--- START Quoted text ---

For example, suppose the query returns 100 records and is used to populate a list with the first five records. In this case, you are not concerned with how long it takes to return all 100 records. Instead, you want the query to return the first few records quickly, so that you can populate the list.

Many query operations can be performed without having to store intermediate results. These operations are said to be pipelined. Examples of pipelined operations are projections, selections, and joins. Queries implemented with these operations can return results immediately. Other operations, such as SORT and GROUP-BY, require using all their input before returning results to their parent operations. These operations are said to require materialization. Queries implemented with these operations typically have an initial delay because of materialization. After this initial delay, they typically return records very quickly.

Queries with response time requirements should avoid materialization. For example, using an index to implement ORDER-BY yields better response time than does using sorting. The following section describes this in more detail.

Index the ORDER-BY / GROUP-BY / DISTINCT Columns for Better Response Time
The ORDER-BY, GROUP-BY, and DISTINCT operations are all types of sorting. The SQL Server Compact Edition query processor implements sorting in two ways. If records are already sorted by an index, the processor needs to use only the index. Otherwise, the processor has to use a temporary work table to sort the records first. Such preliminary sorting can cause significant initial delays on devices with lower power CPUs and limited memory, and should be avoided if response time is important.

In the context of multiple-column indexes, for ORDER-BY or GROUP-BY to consider a particular index, the ORDER-BY or GROUP-BY columns must match the prefix set of index columns with the exact order. For example, the index CREATE INDEX Emp_Name ON Employees ("Last Name" ASC, "First Name" ASC) can help optimize the following queries:

... ORDER BY / GROUP BY "Last Name" ...

... ORDER BY / GROUP BY "Last Name", "First Name" ...

It will not help optimize:

... ORDER BY / GROUP BY "First Name" ...

... ORDER BY / GROUP BY "First Name", "Last Name" ...

For a DISTINCT operation to consider a multiple-column index, the projection list must match all index columns, although they do not have to be in the exact order. The previous index can help optimize the following queries:

... DISTINCT "Last Name", "First Name" ...

... DISTINCT "First Name", "Last Name" ...

It will not help optimize:

... DISTINCT "First Name" ...

... DISTINCT "Last Name" ...

Note:
If your query always returns unique rows on its own, avoid specifying the DISTINCT keyword, because it only adds overhead

Rewrite Subqueries to Use JOIN

Sometimes you can rewrite a subquery to use JOIN and achieve better performance. The advantage of creating a JOIN is that you can evaluate tables in a different order from that defined by the query. The advantage of using a subquery is that it is frequently not necessary to scan all rows from the subquery to evaluate the subquery expression. For example, an EXISTS subquery can return TRUE upon seeing the first qualifying row.

Note:
The SQL Server Compact Edition query processor always rewrites the IN subquery to use JOIN. You do not have to try this approach with queries that contain the IN subquery clause.

--- END Quoted text ---

> Direction 1:
Reproduce verbatim the passage of the query performance text that begins with the words containing "Queries with response" and ends with "in more detail.".
> Direction 2:
Write the next part of the query performance text, beginning after its final sentence.

--- START Raw records ---

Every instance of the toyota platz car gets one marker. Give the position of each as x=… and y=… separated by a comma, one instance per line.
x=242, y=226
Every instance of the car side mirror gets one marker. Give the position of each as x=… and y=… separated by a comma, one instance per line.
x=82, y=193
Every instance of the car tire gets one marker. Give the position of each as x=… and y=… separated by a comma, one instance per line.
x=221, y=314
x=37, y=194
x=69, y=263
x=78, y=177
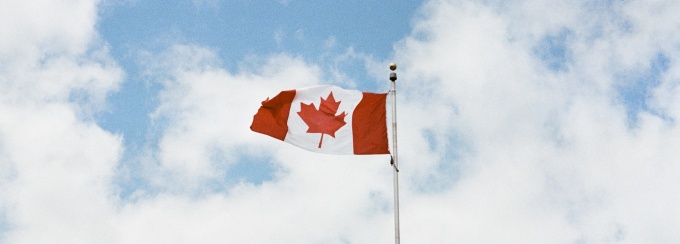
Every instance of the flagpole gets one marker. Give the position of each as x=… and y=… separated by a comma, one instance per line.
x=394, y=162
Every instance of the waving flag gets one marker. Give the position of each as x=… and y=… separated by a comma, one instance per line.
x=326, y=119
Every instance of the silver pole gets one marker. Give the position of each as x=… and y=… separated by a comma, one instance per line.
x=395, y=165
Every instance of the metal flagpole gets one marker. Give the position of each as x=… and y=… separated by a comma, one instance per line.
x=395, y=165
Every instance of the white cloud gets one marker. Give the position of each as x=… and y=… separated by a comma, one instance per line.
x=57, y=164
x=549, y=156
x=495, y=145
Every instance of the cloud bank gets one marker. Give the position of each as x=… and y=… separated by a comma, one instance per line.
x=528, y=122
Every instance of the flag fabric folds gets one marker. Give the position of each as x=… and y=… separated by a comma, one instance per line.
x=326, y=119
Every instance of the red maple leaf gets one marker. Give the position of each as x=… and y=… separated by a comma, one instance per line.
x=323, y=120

--- END Raw records ---
--- START Raw records ---

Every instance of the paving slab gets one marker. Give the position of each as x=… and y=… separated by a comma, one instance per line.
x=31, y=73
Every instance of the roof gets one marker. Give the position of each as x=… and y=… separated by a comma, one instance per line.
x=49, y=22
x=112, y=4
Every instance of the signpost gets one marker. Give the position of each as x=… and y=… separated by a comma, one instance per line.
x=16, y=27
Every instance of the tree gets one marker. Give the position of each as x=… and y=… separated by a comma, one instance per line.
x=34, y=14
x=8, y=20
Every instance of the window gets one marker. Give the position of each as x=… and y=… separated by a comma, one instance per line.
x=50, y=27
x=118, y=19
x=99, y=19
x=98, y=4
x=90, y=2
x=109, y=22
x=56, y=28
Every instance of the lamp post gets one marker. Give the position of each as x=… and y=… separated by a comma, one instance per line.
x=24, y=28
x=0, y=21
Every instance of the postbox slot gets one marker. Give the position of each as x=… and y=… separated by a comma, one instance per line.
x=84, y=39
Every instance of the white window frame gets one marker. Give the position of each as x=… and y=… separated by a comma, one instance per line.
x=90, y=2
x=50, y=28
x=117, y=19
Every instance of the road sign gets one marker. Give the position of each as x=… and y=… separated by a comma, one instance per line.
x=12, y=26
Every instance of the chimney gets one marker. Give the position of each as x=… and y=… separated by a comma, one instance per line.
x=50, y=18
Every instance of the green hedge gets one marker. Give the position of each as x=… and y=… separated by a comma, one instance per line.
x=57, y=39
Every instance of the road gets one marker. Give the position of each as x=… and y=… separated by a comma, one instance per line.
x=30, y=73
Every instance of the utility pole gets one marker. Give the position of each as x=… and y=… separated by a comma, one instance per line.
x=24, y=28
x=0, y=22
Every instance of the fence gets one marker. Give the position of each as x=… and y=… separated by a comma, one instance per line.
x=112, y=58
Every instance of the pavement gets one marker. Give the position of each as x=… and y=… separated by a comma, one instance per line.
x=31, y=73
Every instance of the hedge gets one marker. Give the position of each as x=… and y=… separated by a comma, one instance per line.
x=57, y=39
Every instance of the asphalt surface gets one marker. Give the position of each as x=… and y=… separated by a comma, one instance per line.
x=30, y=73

--- END Raw records ---
--- START Raw records ---

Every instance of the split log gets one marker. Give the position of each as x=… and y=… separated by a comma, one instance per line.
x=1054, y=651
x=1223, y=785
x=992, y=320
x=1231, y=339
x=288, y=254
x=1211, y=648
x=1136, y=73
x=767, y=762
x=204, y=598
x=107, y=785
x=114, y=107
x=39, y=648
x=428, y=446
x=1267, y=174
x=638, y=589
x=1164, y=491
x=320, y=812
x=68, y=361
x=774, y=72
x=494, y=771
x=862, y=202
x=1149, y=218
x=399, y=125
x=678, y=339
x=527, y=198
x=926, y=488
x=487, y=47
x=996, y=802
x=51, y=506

--- END Raw records ---

> Expected answer 1:
Queries with response time requirements should avoid materialization. For example, using an index to implement ORDER-BY yields better response time than does using sorting. The following section describes this in more detail.

> Expected answer 2:
For example, to determine all the orders that have at least one item with a 25 percent discount or more, you can use the following EXISTS subquery:

SELECT "Order ID" FROM Orders O

WHERE EXISTS (SELECT "Order ID"

FROM "Order Details" OD

WHERE O."Order ID" = OD."Order ID"

AND Discount >= 0.25)

You can also rewrite this by using JOIN:

SELECT DISTINCT O."Order ID" FROM Orders O INNER JOIN "Order Details"

OD ON O."Order ID" = OD."Order ID" WHERE Discount >= 0.25

Limit Using Outer JOINs
OUTER JOINs are treated differently from INNER JOINs in that the optimizer does not try to rearrange the join order of OUTER JOIN tables as it does to INNER JOIN tables. The outer table (the left table in LEFT OUTER JOIN and the right table in RIGHT OUTER JOIN) is accessed first, followed by the inner table. This fixed join order could lead to execution plans that are less than optimal.

For more information about a query that contains INNER JOIN, see Microsoft Knowledge Base.

Use Parameterized Queries

If your application runs a series of queries that are only different in some constants, you can improve performance by using a parameterized query. For example, to return orders by different customers, you can run the following query:

SELECT "Customer ID" FROM Orders WHERE "Order ID" = ?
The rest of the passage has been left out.